Put the lines below into a Markdown table with the columns "Row" and "Line": number each line in "Row" and put its text in "Line". Skip blank lines and leave the pictures out.

****

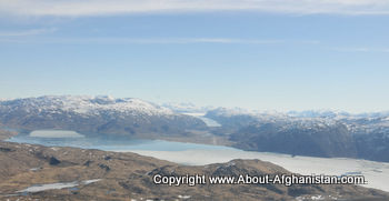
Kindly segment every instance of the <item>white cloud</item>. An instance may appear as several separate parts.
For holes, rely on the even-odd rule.
[[[14,33],[14,36],[18,33]],[[19,36],[22,36],[21,33]],[[0,33],[1,37],[1,33]],[[46,42],[46,43],[118,43],[118,44],[190,44],[190,43],[285,43],[281,40],[242,40],[228,38],[164,38],[164,39],[139,39],[139,38],[44,38],[33,40],[0,40],[0,42]]]
[[[0,37],[26,37],[54,32],[56,29],[33,29],[27,31],[1,31]]]
[[[276,13],[389,14],[388,0],[0,0],[14,16],[112,16],[147,12],[258,11]]]
[[[388,52],[388,49],[380,48],[333,48],[331,50],[335,51],[343,51],[343,52]]]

****

*Reply to the task*.
| Row | Line |
|---|---|
| 1 | Kindly segment every instance of the <item>white cloud</item>. An instance may appear as several separate parts. |
| 2 | For holes, rely on the even-odd rule. |
| 3 | [[[14,33],[14,36],[18,33]],[[19,36],[22,36],[21,33]],[[0,33],[1,37],[1,33]],[[46,42],[46,43],[118,43],[118,44],[190,44],[190,43],[285,43],[281,40],[242,40],[228,38],[164,38],[164,39],[139,39],[139,38],[44,38],[33,40],[0,40],[0,42]]] |
| 4 | [[[0,37],[26,37],[54,32],[56,29],[33,29],[27,31],[1,31]]] |
| 5 | [[[276,13],[389,14],[388,0],[0,0],[14,16],[112,16],[147,12],[258,11]]] |
| 6 | [[[388,52],[388,49],[380,48],[333,48],[331,50],[335,51],[343,51],[343,52]]] |